### GOAL A:
Transcribe the passage of the article on The Who's Australian tour that runs between "The Who set" and "and governments toppled.", inclusive.

### PROVIDED TEXT:
···

The Who in Australia - part two

The Who set to rock new generation on Aussie tour

Article from: The Sunday Mail (Qld)

By Sally Browne

March 14, 2009 11:00pm

IT's been 41 years since The Who last did a national tour of Australia.

In that time, babies have been born, people have died, countries reshaped and governments toppled.

The Who have kept rockin', producing some of their most creative work – including classic albums Tommy, Who's Next and Quadrophenia – disbanded and reformed for reunion tours of Europe and America, and produced a new studio album, 2006's Endless Wire.

Now the legendary British band are back and will be smashing up stages around Australia – although not literally this time – including shows at Brisbane, Adelaide and Perth. Although they performed at Sydney and Melbourne in 2004, their last proper tour was in 1968. The story goes that they had such a rotten time they vowed never to return.

"That's not strictly true," says affable frontman Roger Daltrey, 65, the man who gave voice to songwriter Pete Townshend's creative genius. He's happy to set the record straight.

Noel Mengel interviews The Who's Pete Townshend

"Pete seems to say he had an awful time," Daltrey says on the phone from his home in Sussex. "I had a great time. I saw lots of old mates who had emigrated out there. It was Pete who seemed to have a miserable time. I don't know why.

···

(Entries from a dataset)
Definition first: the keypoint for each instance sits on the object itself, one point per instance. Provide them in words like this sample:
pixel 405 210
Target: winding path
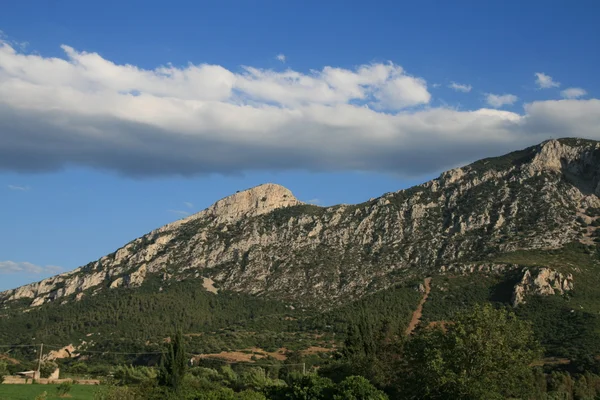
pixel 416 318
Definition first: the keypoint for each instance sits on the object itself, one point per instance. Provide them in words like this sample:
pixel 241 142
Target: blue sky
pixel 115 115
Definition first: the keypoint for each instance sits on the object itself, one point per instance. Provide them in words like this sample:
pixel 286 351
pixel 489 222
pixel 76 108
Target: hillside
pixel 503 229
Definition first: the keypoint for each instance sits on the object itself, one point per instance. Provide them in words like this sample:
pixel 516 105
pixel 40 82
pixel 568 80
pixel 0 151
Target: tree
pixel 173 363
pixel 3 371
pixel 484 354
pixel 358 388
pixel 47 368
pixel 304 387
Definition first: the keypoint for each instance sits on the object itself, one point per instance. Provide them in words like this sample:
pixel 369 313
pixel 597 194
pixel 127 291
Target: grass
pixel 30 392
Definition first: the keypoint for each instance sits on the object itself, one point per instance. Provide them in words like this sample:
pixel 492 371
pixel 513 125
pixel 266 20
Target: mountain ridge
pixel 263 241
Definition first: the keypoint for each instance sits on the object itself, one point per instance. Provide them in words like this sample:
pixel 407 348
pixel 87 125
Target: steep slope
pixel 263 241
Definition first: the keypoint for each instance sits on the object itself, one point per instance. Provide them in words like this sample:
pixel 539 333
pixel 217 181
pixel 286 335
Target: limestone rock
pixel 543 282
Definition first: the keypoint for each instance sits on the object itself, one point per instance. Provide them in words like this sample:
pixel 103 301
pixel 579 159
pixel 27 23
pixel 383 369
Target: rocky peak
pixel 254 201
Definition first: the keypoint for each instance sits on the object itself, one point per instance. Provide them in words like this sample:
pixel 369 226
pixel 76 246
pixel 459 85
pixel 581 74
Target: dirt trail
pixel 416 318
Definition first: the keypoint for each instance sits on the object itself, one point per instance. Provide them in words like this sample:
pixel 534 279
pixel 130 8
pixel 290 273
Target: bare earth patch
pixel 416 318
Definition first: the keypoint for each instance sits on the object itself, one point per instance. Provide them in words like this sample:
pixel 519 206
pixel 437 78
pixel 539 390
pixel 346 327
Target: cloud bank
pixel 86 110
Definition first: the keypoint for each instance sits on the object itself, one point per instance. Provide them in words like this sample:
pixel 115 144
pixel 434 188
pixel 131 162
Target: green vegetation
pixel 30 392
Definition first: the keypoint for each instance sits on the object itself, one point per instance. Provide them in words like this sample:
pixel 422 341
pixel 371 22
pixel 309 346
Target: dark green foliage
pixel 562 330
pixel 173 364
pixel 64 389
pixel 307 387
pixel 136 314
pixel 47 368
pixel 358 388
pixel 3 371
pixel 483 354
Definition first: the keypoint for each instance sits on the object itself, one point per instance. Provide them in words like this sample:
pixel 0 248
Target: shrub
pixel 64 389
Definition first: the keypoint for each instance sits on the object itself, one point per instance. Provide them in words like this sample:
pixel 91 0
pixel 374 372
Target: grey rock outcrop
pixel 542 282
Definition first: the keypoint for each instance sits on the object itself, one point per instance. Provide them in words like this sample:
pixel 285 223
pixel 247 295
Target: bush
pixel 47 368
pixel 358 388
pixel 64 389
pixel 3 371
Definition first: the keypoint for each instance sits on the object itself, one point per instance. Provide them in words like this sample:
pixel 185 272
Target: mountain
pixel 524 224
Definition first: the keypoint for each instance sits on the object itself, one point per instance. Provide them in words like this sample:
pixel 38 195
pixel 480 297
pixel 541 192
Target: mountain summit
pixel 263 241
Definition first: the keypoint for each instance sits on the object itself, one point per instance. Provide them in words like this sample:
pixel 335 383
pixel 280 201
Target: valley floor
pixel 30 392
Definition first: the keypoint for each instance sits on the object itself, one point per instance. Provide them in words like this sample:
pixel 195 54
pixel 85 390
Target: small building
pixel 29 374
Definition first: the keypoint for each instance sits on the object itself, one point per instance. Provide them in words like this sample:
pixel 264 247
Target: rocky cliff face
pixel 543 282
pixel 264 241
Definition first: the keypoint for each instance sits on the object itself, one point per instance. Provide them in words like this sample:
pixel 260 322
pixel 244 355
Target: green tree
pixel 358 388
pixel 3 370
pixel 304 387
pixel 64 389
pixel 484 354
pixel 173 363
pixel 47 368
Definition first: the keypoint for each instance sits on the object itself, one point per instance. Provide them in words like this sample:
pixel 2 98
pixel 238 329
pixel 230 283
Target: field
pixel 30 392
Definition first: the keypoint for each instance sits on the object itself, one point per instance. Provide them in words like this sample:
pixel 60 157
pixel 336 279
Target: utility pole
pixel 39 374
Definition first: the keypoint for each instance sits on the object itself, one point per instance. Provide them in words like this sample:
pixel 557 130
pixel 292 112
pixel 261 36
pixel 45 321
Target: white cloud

···

### GOAL B:
Present the lines of the entries, from their first line through the line holding "pixel 503 229", inclusive, as a numbered list, skipping blank lines and leaving out the pictures.

### FULL OUTPUT A:
The Who set to rock new generation on Aussie tour

Article from: The Sunday Mail (Qld)

By Sally Browne

March 14, 2009 11:00pm

IT's been 41 years since The Who last did a national tour of Australia.

In that time, babies have been born, people have died, countries reshaped and governments toppled.

### FULL OUTPUT B:
1. Definition first: the keypoint for each instance sits on the object itself, one point per instance. Provide them in words like this sample:
2. pixel 405 210
3. Target: winding path
4. pixel 416 318
5. Definition first: the keypoint for each instance sits on the object itself, one point per instance. Provide them in words like this sample:
6. pixel 241 142
7. Target: blue sky
8. pixel 115 115
9. Definition first: the keypoint for each instance sits on the object itself, one point per instance. Provide them in words like this sample:
10. pixel 286 351
11. pixel 489 222
12. pixel 76 108
13. Target: hillside
14. pixel 503 229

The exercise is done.